Your task: Show each line of the data below that contains the string "above". Case matters, so a line counts only if its capitals and lowercase letters match.

Supplied material:

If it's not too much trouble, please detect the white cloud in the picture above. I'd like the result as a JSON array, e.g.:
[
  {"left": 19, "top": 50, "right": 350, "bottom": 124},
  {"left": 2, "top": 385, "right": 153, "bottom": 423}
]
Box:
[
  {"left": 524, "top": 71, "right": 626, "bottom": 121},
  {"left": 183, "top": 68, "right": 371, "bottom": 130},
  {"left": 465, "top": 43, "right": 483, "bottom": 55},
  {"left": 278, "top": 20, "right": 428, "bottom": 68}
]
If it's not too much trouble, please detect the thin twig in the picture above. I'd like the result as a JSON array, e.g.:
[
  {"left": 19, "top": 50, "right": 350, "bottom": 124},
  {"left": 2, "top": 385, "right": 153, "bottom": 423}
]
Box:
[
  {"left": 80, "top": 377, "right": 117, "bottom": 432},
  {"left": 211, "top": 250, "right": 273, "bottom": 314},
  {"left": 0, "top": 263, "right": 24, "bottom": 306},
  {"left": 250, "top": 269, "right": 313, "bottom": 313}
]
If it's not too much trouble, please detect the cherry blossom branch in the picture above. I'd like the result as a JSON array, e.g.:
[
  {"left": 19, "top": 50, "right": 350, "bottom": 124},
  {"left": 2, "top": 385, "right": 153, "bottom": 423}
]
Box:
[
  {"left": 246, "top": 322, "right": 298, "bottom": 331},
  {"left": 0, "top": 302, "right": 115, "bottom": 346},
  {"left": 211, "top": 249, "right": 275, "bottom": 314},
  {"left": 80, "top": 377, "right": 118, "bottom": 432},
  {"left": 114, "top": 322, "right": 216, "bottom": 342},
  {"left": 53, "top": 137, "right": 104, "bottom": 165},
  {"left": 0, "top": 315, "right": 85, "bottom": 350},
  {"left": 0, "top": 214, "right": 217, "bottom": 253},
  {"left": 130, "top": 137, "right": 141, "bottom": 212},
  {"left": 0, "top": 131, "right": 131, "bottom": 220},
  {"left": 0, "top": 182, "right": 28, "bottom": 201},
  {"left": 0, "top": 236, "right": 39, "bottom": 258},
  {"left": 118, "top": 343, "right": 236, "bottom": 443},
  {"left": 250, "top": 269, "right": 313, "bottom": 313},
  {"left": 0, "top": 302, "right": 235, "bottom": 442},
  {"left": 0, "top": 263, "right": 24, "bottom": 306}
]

Full output:
If it's not too much trouble, please detect the white cloud in the picture above. I'd like the result as a JSON array, e.g.:
If it's not too much trouble, please detect the thin twig in the picture above. I'd like the result as a JSON array, e.g.:
If it's not too much trouble, please detect the cherry blossom branch in the picture above. I'd like the result as a JSON array, e.g.:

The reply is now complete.